→ **TO DO**
Below are some entries; write out each one of them exactly.

Records contained in a dataset:
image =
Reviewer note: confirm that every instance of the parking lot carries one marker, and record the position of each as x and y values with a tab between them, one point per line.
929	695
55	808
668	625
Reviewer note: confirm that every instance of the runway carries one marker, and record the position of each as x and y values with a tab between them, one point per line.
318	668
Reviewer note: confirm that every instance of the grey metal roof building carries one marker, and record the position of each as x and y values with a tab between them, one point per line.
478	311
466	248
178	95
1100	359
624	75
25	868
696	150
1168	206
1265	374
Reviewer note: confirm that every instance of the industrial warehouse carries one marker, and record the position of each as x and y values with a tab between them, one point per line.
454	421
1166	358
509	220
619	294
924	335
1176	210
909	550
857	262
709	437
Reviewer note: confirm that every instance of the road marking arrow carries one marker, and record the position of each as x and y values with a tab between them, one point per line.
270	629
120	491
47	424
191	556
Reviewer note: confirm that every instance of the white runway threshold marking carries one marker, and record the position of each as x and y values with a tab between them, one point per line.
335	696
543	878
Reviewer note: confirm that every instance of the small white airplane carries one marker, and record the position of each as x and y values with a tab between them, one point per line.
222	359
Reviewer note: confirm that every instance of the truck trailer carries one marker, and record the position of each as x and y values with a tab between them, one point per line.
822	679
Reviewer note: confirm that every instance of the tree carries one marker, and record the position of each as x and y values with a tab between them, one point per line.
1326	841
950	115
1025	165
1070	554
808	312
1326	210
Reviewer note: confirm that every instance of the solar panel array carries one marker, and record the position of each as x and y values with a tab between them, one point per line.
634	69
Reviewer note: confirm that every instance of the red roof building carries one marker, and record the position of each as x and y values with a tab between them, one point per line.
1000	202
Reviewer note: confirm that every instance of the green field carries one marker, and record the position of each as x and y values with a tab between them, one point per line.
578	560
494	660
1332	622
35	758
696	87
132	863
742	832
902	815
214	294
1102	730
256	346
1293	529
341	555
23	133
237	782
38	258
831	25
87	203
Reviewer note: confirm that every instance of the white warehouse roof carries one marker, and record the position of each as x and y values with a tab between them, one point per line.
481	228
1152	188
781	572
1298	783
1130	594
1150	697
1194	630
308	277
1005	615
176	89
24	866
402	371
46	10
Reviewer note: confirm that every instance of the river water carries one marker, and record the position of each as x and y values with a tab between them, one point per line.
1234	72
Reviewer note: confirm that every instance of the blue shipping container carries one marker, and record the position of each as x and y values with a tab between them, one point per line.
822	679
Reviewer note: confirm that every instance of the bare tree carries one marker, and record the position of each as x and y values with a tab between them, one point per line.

→ **ANSWER**
image =
Reviewer note: confirm that every instance of the parking lot carries one marker, and record the position of each as x and y values with a tab between them, one point per line.
929	695
55	808
668	625
Reviewer note: confirm that every instance of the runway carries one marker, and record the position of each as x and y values with a tab between them, one point per line.
318	668
Reviewer note: confirm that every instance of the grey metal roof building carries one marker, and record the position of each as x and y values with a tab between them, one point per line.
478	311
466	248
178	95
1100	359
624	75
25	868
696	150
1168	206
1265	374
Reviewer note: confirm that every instance of the industrial warehouse carries one marker, and record the position of each as x and y values with a tab between them, one point per line.
454	421
1166	358
509	220
619	294
924	335
1176	210
909	550
857	262
709	437
Reviewer note: confirm that every instance of the road marking arrow carries one marker, and record the position of each as x and y values with a tab between them, one point per line.
270	629
120	491
47	424
191	556
Reviewer note: confirm that every instance of the white runway threshold marking carries one marker, and record the position of each as x and y values with a tab between them, one point per line.
335	696
543	878
Reviewer note: confirm that every instance of the small white airplane carries one marker, and record the position of each as x and y values with a tab between them, one point per line.
222	359
Reviewer note: confirm that every instance of the truck trailer carries one marker, and record the position of each as x and y values with a tab between them, one point per line.
822	679
Reviewer note: confirm that every instance of the tree carries one marker, and record the position of each as x and y values with a tab between them, one point per line.
1326	841
950	115
1025	165
1070	554
808	312
1326	210
Reviewer note: confirm that every instance of the solar panel array carries one marker, and record the position of each as x and y values with a tab between them, one point per line.
634	69
Reviewer note: confirm that every instance of the red roof building carries one marker, and record the position of each as x and y values with a tab between them, one point per line.
1000	202
Reviewer note: confirm that every instance of the green field carries one marker, and record the position of each as x and y values with a tab between them, one point per line.
578	560
494	660
1332	622
35	758
696	87
132	863
742	832
902	815
214	294
1102	730
256	346
1293	529
341	555
23	133
237	782
38	258
831	25
87	203
Reviewer note: confirm that every instance of the white warehouse roof carries one marker, and record the position of each as x and y values with a tab between them, one point per line.
481	228
1152	188
781	572
1298	783
1130	594
1150	697
1194	630
308	277
1005	615
176	89
24	866
402	371
46	10
Reviewer note: confirm that every instance of the river water carries one marker, and record the position of each as x and y values with a tab between them, one point per line.
1234	72
Reviewer note: confirm that every instance of the blue shipping container carries one marker, and record the position of each as x and y values with a tab between them, one point per line.
822	679
Reviewer note: confirm that every instance of the bare tree carries one marker, and record the position of each as x and y values with a tab between them, one point per line.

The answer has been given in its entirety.